_Brano di lettura_

=======

Mi capita questa cosa, che quando sono particolarmente ispirato, vado a comprare il pesce. Solitamente è un giorno di festa, una domenica, o comunque un giorno che non lavoro. Molto spesso capita che sia un giorno di sole. Il pesce è un cibo che col sole è più buono. Mi capita anche quest’altra cosa, che quando devo cucinare il pesce e fuori c’è il sole, mi preparo di tutto punto, faccio una lunga doccia, una barba come si deve e poi mi vesto bene, come se dovessi uscire. E invece mi metto ai fornelli.
Questa cosa secondo me viene da quando ero piccolo e l’estate ci trasferivamo dal paese in campagna. Al tempo l’estate era una stagione che durava dai primi di maggio a fine ottobre. Come tutti, avevamo degli animali da aia, polli e conigli a cui si dava anche dei nomi e che poi diventavano il cibo della domenica. Di solito funzionava che il pollo veniva cotto alla brace e il coniglio si faceva al sugo che ci potevi condire anche la pasta. Io ero quello che, nella logistica del pranzo domenicale, preparava la legna per la brace. Ero diventato bravissimo.
Certe domeniche, capitava che mio padre, per qualche motivo, dovesse andare al siderurgico di Taranto a fare una mezza giornata di lavoro. Il siderurgico di Taranto dista dal mio paese una sessantina di chilometri. All’epoca, pensavo, e lo penso tutt’ora, che mio padre fosse il depositario di alcuni dei segreti più segreti del siderurgico, come una valvola di cui solo lui conoscesse l’esatta ubicazione oppure di un particolare bullone che andasse girato in una certa maniera altrimenti sarebbe successo un putiferio, e chiamassero lui, alla domenica, da così lontano, per fare quel mestiere. All’epoca pensavo che lui fosse contento di questa indispensabilità, e lo penso tutt’ora.

=======

_Obiettivi_
• a. Trascrivi senza alcuna modifica il passo del brano che va da "Certe domeniche, capitava" fino a "lo penso tutt’ora." compreso.
• b. Stabilisci se le seguenti affermazioni concordano con il brano sul pesce e sulle domeniche in campagna, rispondendo sì o no e citando testualmente le parole che lo decidono: (i) il padre andava al siderurgico di Taranto tutte le domeniche; (ii) il coniglio veniva cucinato al sugo; (iii) il siderurgico di Taranto dista dal paese circa sessanta chilometri.

=======

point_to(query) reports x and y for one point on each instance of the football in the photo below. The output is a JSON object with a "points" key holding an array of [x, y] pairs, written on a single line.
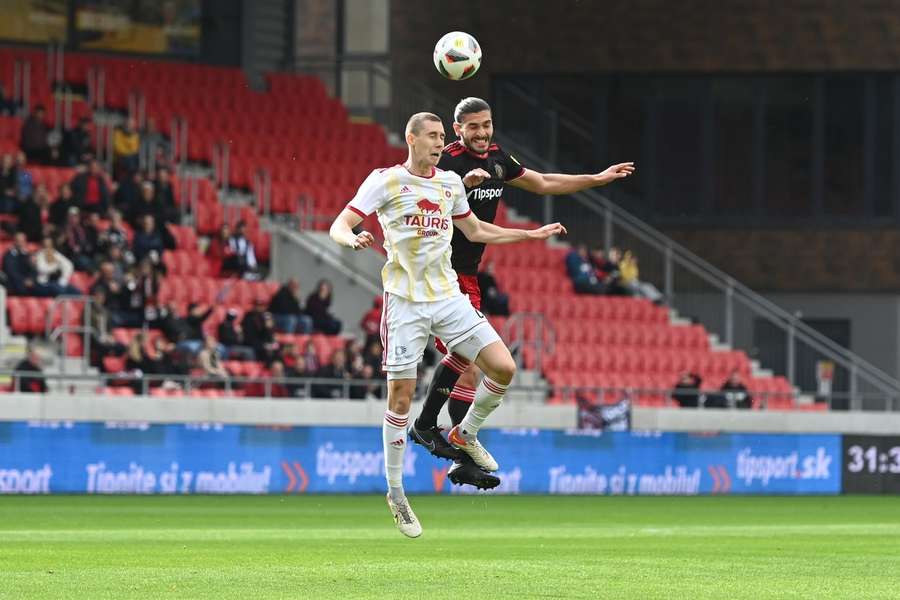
{"points": [[457, 55]]}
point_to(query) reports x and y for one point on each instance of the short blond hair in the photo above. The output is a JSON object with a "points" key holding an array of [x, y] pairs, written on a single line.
{"points": [[414, 125]]}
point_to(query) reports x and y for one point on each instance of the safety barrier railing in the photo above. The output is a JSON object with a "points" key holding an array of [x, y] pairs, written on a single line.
{"points": [[542, 341], [22, 84], [57, 330], [699, 287]]}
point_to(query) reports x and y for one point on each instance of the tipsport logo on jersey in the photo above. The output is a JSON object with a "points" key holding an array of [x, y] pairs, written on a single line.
{"points": [[94, 458]]}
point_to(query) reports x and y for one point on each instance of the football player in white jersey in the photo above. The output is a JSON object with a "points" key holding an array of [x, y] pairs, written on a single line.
{"points": [[417, 206]]}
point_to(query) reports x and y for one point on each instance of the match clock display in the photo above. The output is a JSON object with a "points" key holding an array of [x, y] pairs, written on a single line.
{"points": [[871, 464]]}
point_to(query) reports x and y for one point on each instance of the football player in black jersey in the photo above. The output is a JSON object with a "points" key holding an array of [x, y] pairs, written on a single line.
{"points": [[485, 169]]}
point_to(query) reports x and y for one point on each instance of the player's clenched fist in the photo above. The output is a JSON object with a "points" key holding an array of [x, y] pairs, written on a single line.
{"points": [[547, 231], [364, 239]]}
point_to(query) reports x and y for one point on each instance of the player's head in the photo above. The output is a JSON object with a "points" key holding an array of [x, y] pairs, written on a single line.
{"points": [[473, 124], [425, 138]]}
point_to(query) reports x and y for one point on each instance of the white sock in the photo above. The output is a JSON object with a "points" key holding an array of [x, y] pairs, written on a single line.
{"points": [[488, 397], [393, 433]]}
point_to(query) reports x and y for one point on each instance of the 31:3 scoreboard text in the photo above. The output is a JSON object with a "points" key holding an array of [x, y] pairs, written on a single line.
{"points": [[871, 464]]}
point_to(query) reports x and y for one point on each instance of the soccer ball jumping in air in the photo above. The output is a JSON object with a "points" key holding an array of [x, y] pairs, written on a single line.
{"points": [[457, 55]]}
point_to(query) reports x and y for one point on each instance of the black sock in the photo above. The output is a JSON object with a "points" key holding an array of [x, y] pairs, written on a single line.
{"points": [[438, 390], [458, 409]]}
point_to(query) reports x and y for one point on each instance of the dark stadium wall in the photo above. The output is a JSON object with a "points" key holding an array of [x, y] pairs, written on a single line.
{"points": [[656, 35], [802, 260], [221, 44]]}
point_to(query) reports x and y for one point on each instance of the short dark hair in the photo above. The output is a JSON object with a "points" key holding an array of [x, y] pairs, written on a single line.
{"points": [[469, 106]]}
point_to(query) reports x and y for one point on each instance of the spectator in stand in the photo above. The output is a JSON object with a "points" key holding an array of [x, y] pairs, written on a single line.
{"points": [[120, 261], [102, 343], [162, 361], [54, 270], [188, 332], [317, 305], [136, 362], [77, 144], [231, 336], [629, 277], [30, 376], [18, 267], [143, 286], [165, 196], [240, 258], [79, 241], [219, 254], [687, 390], [608, 271], [126, 146], [128, 193], [9, 184], [253, 322], [259, 331], [285, 308], [733, 394], [147, 204], [90, 190], [371, 321], [581, 272], [148, 243], [493, 301], [25, 184], [8, 107], [110, 283], [59, 210], [115, 235], [33, 213], [336, 369], [210, 361], [35, 137], [311, 357], [154, 145], [267, 347]]}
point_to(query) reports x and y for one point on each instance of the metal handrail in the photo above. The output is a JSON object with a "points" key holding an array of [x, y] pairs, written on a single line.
{"points": [[674, 253], [63, 302], [513, 333], [606, 209], [590, 395]]}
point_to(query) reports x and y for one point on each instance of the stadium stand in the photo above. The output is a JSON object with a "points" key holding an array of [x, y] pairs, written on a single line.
{"points": [[306, 142]]}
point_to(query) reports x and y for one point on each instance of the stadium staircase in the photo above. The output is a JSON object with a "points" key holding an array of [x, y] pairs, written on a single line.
{"points": [[295, 151]]}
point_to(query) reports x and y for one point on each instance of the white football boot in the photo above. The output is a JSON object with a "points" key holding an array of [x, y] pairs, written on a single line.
{"points": [[404, 517], [474, 449]]}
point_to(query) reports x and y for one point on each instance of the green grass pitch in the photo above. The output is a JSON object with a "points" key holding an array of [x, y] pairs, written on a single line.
{"points": [[473, 547]]}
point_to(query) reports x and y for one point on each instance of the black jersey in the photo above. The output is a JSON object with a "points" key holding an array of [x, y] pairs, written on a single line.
{"points": [[483, 200]]}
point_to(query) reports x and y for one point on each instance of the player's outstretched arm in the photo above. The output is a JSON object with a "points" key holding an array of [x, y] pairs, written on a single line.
{"points": [[479, 231], [559, 183], [342, 231]]}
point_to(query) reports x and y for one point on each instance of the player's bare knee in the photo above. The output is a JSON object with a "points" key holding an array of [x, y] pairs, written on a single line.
{"points": [[469, 377], [502, 370], [400, 393]]}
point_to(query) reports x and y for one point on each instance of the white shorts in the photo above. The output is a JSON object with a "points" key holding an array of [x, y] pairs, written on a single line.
{"points": [[406, 325]]}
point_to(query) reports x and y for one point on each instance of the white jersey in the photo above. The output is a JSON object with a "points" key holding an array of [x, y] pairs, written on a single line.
{"points": [[416, 215]]}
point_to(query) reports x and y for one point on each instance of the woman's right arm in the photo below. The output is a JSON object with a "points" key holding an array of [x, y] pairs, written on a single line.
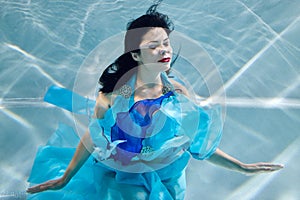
{"points": [[83, 151]]}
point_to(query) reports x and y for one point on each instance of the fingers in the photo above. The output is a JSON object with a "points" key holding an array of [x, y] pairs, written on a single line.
{"points": [[49, 185], [251, 169]]}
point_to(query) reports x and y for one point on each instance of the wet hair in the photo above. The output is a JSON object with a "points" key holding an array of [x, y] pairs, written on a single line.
{"points": [[117, 72]]}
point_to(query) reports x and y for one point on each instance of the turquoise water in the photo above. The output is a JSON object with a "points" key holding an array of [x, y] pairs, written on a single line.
{"points": [[253, 45]]}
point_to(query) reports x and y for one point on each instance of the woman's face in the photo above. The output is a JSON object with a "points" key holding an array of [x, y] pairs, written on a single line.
{"points": [[155, 50]]}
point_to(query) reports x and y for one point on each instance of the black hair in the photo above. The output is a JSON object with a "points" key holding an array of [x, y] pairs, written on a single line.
{"points": [[125, 63]]}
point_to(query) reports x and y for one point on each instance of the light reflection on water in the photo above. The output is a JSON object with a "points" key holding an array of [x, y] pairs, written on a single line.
{"points": [[254, 44]]}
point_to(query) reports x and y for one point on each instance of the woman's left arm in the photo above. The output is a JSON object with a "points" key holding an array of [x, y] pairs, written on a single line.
{"points": [[224, 160]]}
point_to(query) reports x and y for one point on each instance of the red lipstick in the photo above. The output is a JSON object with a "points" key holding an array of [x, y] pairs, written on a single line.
{"points": [[165, 60]]}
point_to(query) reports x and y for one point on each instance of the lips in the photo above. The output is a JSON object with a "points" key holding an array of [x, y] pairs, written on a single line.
{"points": [[164, 60]]}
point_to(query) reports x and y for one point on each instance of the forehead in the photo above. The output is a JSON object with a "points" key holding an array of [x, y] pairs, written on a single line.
{"points": [[155, 34]]}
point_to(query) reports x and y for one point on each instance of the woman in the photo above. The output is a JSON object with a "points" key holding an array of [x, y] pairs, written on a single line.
{"points": [[145, 126]]}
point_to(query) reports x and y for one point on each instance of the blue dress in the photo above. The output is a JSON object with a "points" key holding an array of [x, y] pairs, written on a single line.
{"points": [[141, 148]]}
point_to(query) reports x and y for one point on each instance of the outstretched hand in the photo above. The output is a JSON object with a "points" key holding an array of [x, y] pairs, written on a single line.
{"points": [[49, 185], [255, 168]]}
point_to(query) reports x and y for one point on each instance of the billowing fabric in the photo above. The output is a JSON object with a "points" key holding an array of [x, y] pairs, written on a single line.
{"points": [[141, 149]]}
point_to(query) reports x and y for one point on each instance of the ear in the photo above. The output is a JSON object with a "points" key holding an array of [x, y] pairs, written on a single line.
{"points": [[135, 56]]}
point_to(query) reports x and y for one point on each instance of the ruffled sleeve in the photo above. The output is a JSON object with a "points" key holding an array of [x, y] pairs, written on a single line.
{"points": [[208, 136]]}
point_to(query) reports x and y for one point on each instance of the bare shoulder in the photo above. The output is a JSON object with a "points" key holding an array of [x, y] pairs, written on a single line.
{"points": [[103, 103], [179, 87]]}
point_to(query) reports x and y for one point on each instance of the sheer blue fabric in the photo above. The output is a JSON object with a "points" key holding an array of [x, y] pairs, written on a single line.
{"points": [[141, 148]]}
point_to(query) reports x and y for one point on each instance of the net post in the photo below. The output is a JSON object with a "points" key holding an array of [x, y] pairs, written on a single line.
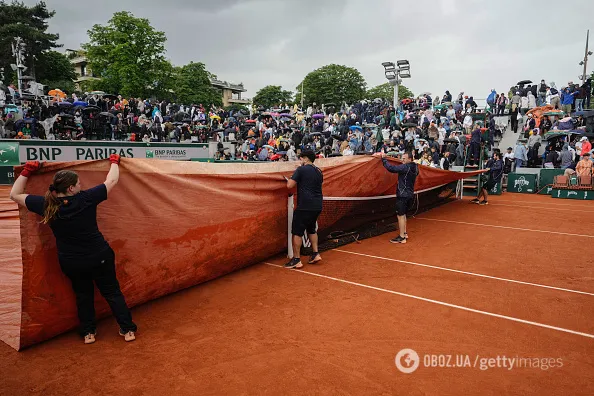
{"points": [[290, 206]]}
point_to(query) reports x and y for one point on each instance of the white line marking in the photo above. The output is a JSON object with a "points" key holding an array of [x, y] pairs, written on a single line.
{"points": [[511, 318], [538, 207], [466, 272], [537, 202], [506, 227]]}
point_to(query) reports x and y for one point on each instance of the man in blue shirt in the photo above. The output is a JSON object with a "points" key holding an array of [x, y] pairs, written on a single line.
{"points": [[405, 192]]}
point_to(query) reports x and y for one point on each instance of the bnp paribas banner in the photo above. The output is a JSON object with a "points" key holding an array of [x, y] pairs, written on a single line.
{"points": [[9, 154], [43, 150]]}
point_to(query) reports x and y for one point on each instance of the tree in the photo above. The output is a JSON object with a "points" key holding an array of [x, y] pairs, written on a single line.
{"points": [[332, 84], [386, 91], [192, 85], [29, 23], [55, 70], [272, 95], [128, 55]]}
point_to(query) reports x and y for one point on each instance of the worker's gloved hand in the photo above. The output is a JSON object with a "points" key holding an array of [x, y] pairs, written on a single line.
{"points": [[114, 159], [30, 168]]}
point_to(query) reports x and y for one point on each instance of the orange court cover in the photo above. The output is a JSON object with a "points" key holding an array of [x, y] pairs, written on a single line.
{"points": [[172, 225]]}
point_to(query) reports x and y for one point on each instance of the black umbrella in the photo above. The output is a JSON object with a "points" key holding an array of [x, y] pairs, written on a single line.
{"points": [[90, 109]]}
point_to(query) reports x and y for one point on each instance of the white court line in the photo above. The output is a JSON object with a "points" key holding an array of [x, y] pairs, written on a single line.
{"points": [[510, 318], [538, 207], [538, 203], [466, 272], [506, 227]]}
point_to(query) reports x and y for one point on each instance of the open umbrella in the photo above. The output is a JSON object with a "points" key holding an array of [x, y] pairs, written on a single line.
{"points": [[91, 109], [57, 92]]}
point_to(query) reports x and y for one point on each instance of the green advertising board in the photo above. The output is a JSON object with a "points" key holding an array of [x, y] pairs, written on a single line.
{"points": [[547, 178], [573, 194], [521, 183], [6, 175], [9, 154]]}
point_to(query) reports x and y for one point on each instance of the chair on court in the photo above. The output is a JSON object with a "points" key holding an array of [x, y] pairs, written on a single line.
{"points": [[585, 183], [561, 182]]}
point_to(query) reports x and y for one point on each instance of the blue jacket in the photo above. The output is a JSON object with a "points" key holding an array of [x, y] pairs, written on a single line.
{"points": [[567, 97]]}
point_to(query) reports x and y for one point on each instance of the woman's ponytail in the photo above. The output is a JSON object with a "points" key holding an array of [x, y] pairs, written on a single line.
{"points": [[51, 206], [62, 181]]}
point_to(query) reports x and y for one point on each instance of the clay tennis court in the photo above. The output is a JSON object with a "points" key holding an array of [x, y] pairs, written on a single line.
{"points": [[513, 278]]}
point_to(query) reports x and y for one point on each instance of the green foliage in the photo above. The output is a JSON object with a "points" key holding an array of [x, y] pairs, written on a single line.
{"points": [[272, 95], [192, 86], [29, 23], [54, 68], [332, 84], [386, 91], [236, 107], [128, 55]]}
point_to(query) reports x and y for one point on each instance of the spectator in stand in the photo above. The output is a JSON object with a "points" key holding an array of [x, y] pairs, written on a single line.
{"points": [[584, 167], [508, 160], [531, 100], [579, 98], [586, 145], [524, 104], [495, 173], [555, 100], [475, 146], [542, 93], [566, 157], [520, 153], [567, 98], [501, 102]]}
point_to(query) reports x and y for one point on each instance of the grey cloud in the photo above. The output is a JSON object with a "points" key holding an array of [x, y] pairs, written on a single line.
{"points": [[469, 45]]}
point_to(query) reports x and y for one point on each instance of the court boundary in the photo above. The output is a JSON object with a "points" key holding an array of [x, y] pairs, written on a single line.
{"points": [[442, 303], [466, 272]]}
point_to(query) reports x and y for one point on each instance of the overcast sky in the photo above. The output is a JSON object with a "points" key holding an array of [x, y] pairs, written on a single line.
{"points": [[460, 45]]}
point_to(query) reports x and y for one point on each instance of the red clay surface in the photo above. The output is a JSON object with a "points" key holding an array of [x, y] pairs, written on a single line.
{"points": [[268, 330]]}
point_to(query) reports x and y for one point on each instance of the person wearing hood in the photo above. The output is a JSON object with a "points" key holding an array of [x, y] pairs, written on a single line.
{"points": [[586, 145], [492, 100], [520, 154], [531, 100], [566, 157], [524, 105], [567, 100]]}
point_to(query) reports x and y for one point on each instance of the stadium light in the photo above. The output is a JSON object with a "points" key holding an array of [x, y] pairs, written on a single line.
{"points": [[393, 74]]}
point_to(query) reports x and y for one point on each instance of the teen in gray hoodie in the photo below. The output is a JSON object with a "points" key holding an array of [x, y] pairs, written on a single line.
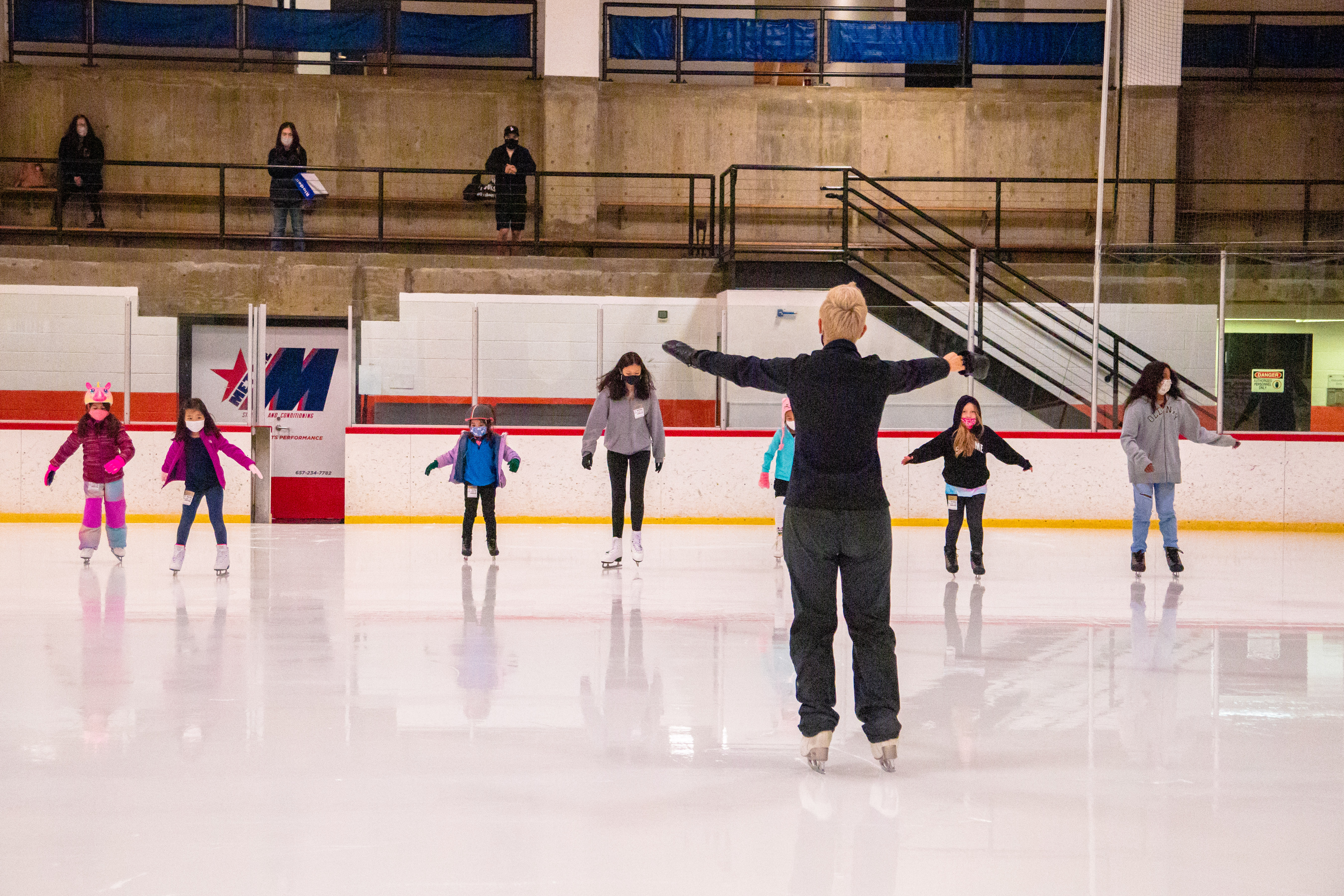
{"points": [[627, 408], [1156, 416]]}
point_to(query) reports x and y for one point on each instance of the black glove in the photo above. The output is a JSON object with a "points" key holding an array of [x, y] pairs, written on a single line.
{"points": [[975, 365], [681, 351]]}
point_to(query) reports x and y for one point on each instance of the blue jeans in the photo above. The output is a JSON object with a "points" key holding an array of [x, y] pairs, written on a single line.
{"points": [[277, 228], [215, 504], [1164, 493]]}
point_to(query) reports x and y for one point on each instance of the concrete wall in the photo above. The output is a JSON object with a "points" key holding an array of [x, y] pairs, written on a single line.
{"points": [[1076, 481], [26, 452]]}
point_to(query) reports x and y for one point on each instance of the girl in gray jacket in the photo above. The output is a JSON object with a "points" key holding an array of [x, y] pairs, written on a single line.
{"points": [[628, 408], [1156, 414]]}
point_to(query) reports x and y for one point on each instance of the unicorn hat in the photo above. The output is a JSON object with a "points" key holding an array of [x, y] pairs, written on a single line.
{"points": [[97, 393]]}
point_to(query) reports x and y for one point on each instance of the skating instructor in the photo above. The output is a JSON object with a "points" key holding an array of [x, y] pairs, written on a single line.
{"points": [[836, 514]]}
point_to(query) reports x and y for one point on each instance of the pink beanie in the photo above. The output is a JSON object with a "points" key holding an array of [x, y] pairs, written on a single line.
{"points": [[97, 394]]}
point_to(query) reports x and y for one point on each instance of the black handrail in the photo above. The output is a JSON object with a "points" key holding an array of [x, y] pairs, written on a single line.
{"points": [[381, 199], [964, 61], [237, 55]]}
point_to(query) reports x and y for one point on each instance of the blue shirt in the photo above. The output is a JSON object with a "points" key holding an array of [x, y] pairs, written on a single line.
{"points": [[480, 463]]}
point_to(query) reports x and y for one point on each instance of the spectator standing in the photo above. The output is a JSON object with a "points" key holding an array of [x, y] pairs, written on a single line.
{"points": [[287, 159], [81, 170], [511, 163]]}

=======

_Risultati attesi_
• a.
Certe domeniche, capitava che mio padre, per qualche motivo, dovesse andare al siderurgico di Taranto a fare una mezza giornata di lavoro. Il siderurgico di Taranto dista dal mio paese una sessantina di chilometri. All’epoca, pensavo, e lo penso tutt’ora, che mio padre fosse il depositario di alcuni dei segreti più segreti del siderurgico, come una valvola di cui solo lui conoscesse l’esatta ubicazione oppure di un particolare bullone che andasse girato in una certa maniera altrimenti sarebbe successo un putiferio, e chiamassero lui, alla domenica, da così lontano, per fare quel mestiere. All’epoca pensavo che lui fosse contento di questa indispensabilità, e lo penso tutt’ora.

• b.
(i) No: «Certe domeniche, capitava che mio padre, per qualche motivo, dovesse andare al siderurgico di Taranto a fare una mezza giornata di lavoro.»
(ii) Sì: «il coniglio si faceva al sugo»
(iii) Sì: «Il siderurgico di Taranto dista dal mio paese una sessantina di chilometri.»